Supplied data -
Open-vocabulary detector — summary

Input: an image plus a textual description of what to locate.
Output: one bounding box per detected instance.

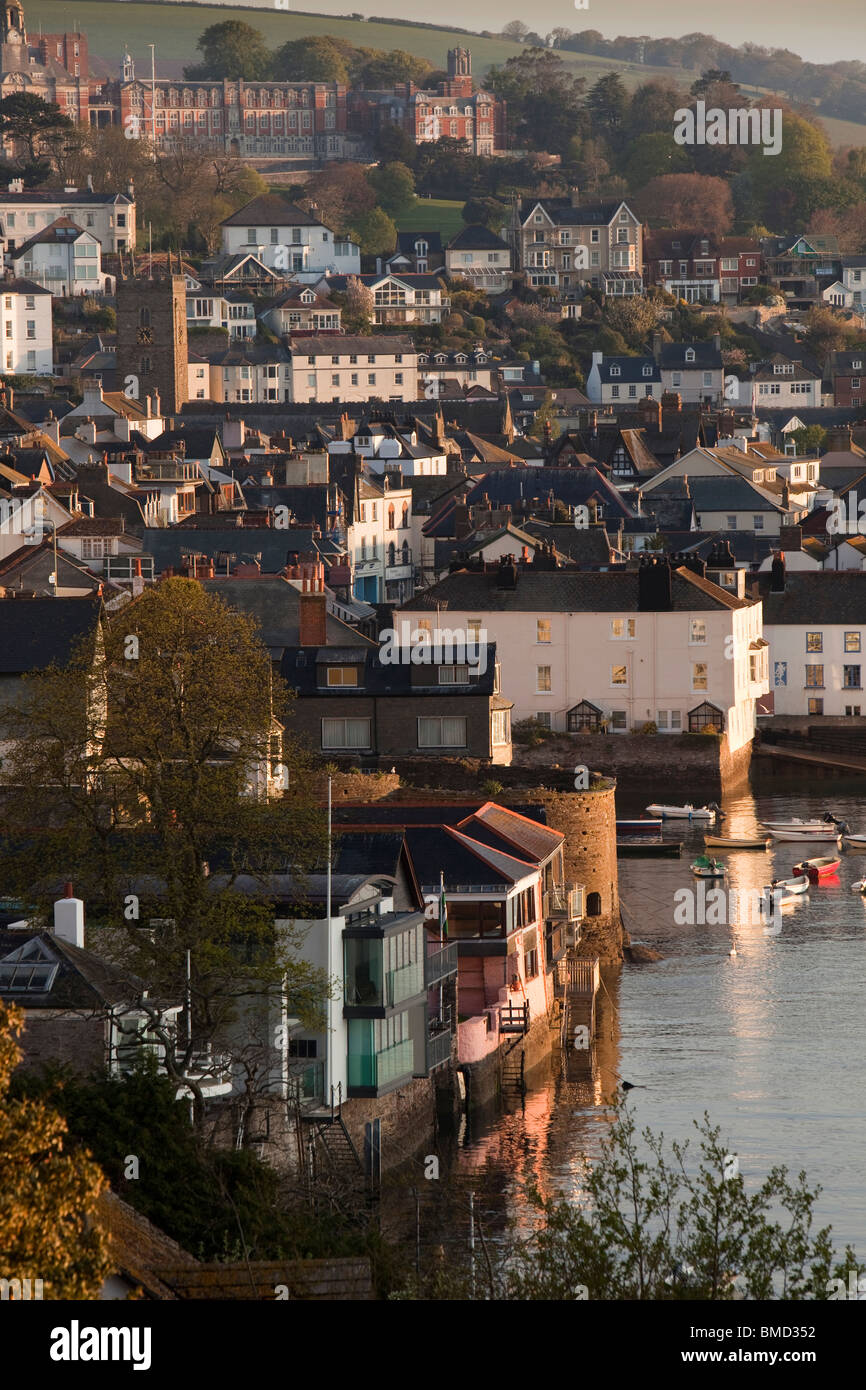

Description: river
[450,780,866,1255]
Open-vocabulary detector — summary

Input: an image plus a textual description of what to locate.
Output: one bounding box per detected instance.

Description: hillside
[26,0,866,145]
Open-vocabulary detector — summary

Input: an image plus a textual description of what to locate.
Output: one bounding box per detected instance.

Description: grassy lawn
[398,197,463,243]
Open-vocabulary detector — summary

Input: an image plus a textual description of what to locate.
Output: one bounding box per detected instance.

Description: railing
[424,941,457,988]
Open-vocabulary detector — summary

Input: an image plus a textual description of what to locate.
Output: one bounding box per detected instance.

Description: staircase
[499,1037,527,1095]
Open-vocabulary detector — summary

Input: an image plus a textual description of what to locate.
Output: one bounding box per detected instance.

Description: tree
[0,1001,111,1300]
[0,92,75,165]
[303,164,375,235]
[505,1104,866,1301]
[272,33,349,82]
[343,275,375,334]
[635,175,733,236]
[460,197,509,235]
[350,207,398,256]
[367,161,417,222]
[0,578,328,1115]
[183,19,271,82]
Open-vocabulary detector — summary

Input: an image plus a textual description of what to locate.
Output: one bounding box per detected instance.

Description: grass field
[399,197,463,243]
[26,0,866,145]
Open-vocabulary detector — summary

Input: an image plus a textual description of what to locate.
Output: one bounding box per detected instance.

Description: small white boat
[692,855,727,878]
[770,826,842,847]
[646,803,719,820]
[763,873,809,902]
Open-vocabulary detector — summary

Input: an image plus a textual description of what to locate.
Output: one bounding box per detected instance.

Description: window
[491,709,512,748]
[321,719,371,748]
[418,714,466,748]
[325,666,357,685]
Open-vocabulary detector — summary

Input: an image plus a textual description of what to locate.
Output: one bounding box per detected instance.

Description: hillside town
[0,0,866,1317]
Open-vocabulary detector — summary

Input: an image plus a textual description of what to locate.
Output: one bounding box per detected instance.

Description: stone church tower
[117,268,189,416]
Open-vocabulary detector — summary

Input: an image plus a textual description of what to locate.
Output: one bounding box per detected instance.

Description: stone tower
[117,263,189,416]
[448,49,473,81]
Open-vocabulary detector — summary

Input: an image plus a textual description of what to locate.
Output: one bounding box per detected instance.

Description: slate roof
[220,193,325,227]
[396,570,746,614]
[758,570,866,628]
[0,592,101,676]
[448,222,509,252]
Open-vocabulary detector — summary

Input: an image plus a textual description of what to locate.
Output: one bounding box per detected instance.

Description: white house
[328,420,448,478]
[445,225,512,295]
[221,193,361,284]
[0,179,135,254]
[587,352,664,406]
[759,557,866,719]
[8,217,113,297]
[291,334,418,402]
[398,559,767,752]
[0,278,54,377]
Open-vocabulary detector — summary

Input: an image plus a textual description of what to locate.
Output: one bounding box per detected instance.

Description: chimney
[54,883,85,948]
[638,556,673,613]
[297,564,328,646]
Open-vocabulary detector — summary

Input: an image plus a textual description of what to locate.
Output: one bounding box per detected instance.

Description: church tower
[117,263,189,416]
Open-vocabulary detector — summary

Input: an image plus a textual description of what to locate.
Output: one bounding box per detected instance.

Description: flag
[439,874,448,941]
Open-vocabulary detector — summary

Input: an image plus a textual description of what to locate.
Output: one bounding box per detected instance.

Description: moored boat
[791,859,842,883]
[692,855,727,878]
[703,835,773,849]
[646,802,719,820]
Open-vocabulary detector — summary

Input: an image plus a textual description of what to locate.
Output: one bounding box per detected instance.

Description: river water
[450,780,866,1255]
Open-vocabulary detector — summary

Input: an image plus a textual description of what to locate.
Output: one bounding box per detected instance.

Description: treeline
[553,29,866,121]
[183,19,445,89]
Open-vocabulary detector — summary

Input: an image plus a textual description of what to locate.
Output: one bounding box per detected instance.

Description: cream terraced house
[291,334,418,402]
[396,560,769,753]
[510,189,644,296]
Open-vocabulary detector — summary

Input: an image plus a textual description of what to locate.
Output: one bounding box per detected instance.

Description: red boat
[794,859,842,883]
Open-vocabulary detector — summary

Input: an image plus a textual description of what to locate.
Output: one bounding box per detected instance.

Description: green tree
[272,33,350,82]
[352,207,398,256]
[500,1104,865,1301]
[367,161,417,222]
[0,1001,111,1300]
[0,92,75,168]
[0,578,328,1115]
[183,19,271,82]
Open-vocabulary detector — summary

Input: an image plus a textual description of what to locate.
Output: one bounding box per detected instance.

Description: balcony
[424,941,457,990]
[542,883,585,922]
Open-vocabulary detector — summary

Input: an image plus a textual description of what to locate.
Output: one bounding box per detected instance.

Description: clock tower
[117,265,189,416]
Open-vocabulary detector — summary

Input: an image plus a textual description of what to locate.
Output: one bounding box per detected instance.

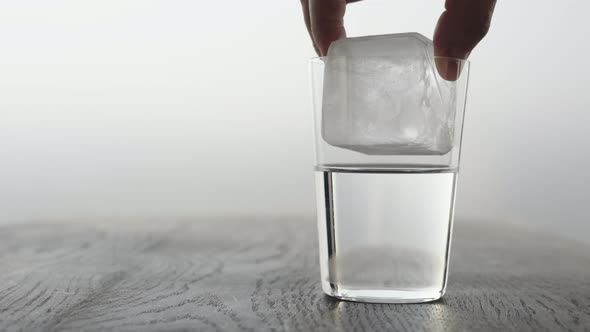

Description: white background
[0,0,590,240]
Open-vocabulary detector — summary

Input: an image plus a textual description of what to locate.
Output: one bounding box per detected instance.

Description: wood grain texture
[0,218,590,331]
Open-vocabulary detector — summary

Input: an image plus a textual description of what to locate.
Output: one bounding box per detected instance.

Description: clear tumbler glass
[310,58,469,303]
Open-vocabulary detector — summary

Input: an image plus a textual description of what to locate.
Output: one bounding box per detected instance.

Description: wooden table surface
[0,218,590,331]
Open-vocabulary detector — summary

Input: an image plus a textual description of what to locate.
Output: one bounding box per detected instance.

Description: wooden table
[0,218,590,331]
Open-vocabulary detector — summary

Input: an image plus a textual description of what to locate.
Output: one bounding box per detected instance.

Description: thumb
[309,0,346,56]
[434,0,496,80]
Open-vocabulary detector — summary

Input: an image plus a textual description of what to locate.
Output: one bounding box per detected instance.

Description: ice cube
[322,33,455,155]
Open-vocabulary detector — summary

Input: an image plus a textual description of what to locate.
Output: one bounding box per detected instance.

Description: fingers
[434,0,496,80]
[301,0,321,56]
[307,0,346,56]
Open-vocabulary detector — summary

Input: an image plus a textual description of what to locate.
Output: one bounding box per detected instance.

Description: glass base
[322,281,445,303]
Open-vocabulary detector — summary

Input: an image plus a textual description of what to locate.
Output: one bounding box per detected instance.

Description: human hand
[301,0,496,79]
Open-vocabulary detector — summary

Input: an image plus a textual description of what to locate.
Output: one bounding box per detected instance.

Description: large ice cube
[322,33,455,155]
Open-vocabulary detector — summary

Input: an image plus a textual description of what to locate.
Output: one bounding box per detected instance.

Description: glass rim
[309,55,471,64]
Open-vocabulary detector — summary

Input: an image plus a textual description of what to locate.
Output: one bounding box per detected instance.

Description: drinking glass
[310,58,469,303]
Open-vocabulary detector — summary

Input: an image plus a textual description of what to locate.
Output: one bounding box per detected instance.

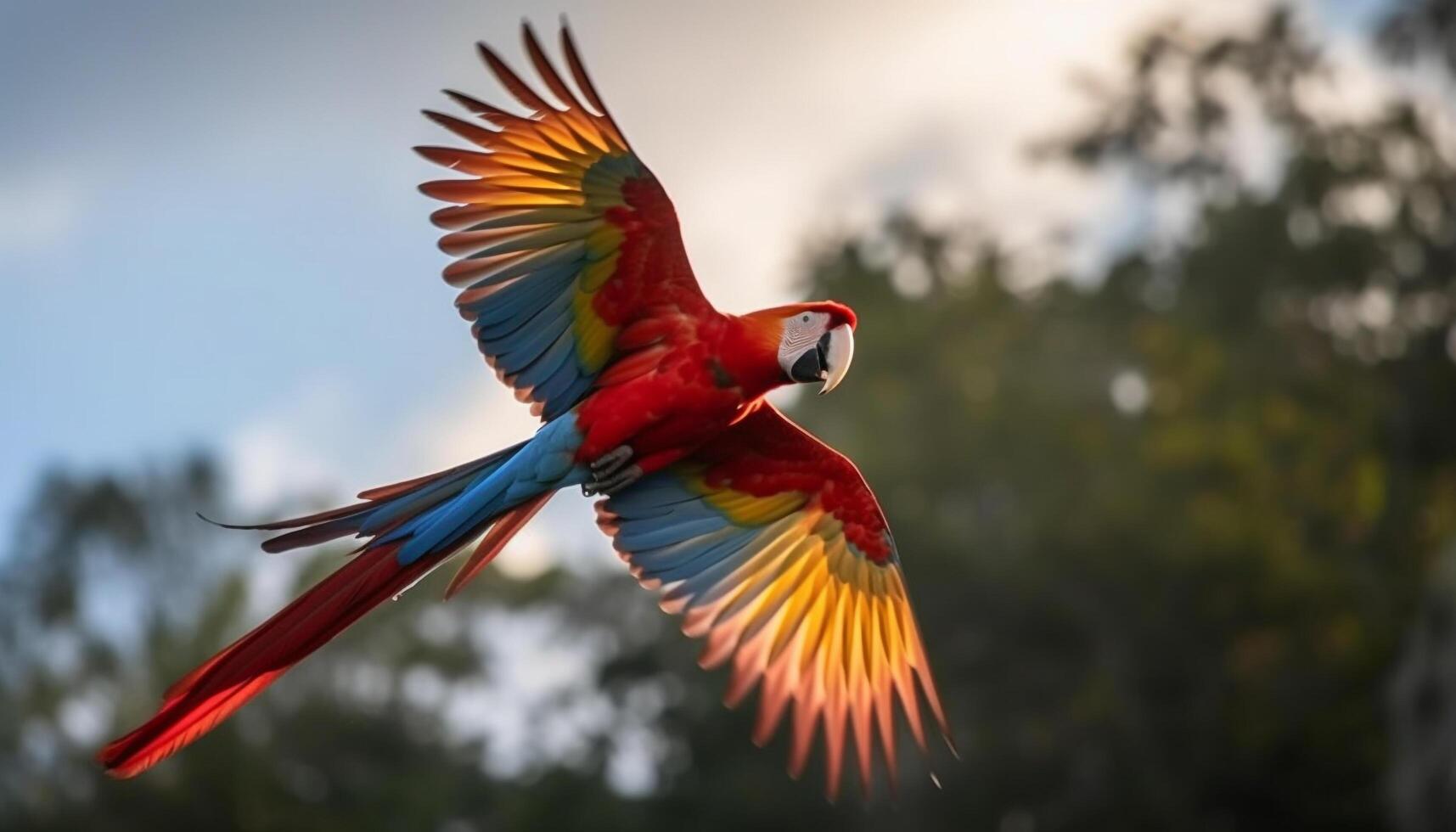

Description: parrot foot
[581,444,642,497]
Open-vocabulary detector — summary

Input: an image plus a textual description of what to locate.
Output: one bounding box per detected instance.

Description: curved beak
[820,323,855,396]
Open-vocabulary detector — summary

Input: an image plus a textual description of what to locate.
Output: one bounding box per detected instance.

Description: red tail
[98,543,450,777]
[98,443,550,777]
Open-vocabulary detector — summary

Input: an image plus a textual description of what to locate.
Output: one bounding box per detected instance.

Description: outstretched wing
[416,25,711,419]
[599,403,953,799]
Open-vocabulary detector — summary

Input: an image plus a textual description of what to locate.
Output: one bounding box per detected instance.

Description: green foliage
[0,6,1456,829]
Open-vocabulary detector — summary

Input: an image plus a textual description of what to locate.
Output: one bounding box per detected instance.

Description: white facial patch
[779,312,829,372]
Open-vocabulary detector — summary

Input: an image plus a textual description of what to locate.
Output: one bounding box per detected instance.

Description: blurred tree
[0,4,1456,832]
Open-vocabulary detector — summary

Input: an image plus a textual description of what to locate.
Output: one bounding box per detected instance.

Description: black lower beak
[790,332,829,385]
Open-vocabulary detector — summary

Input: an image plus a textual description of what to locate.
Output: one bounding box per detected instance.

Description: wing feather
[599,405,953,800]
[415,25,711,419]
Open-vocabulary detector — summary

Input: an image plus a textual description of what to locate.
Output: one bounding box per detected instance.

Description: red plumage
[98,543,448,777]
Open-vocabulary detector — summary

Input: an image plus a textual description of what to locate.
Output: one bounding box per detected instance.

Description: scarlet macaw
[99,25,953,797]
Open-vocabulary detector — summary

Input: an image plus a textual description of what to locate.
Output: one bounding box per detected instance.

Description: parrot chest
[578,365,747,474]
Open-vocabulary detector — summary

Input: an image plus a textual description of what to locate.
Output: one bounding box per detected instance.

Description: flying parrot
[99,25,953,799]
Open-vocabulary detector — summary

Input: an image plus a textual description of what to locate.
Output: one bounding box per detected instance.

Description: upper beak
[820,323,855,396]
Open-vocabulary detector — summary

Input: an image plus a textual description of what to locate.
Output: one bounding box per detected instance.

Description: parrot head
[773,301,857,395]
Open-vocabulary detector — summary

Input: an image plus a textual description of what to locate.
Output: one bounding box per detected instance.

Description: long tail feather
[98,419,584,777]
[446,491,554,600]
[98,545,450,777]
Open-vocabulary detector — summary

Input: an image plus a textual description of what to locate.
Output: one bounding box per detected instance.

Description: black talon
[581,464,642,497]
[581,444,642,497]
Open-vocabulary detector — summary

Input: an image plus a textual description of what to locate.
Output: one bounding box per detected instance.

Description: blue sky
[0,0,1397,571]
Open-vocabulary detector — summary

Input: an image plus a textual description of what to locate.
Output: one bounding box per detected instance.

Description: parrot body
[99,26,949,795]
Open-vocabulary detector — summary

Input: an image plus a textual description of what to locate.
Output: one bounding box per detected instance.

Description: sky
[0,0,1379,573]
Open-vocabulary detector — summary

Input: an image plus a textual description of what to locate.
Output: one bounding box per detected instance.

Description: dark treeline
[0,3,1456,832]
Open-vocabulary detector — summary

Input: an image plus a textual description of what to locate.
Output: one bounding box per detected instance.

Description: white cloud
[222,380,358,513]
[0,173,84,255]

What you are asked to do - Please report every line of the rows above that contains the string "house", where case counts.

Response -
Description: white house
Description: cream terraced house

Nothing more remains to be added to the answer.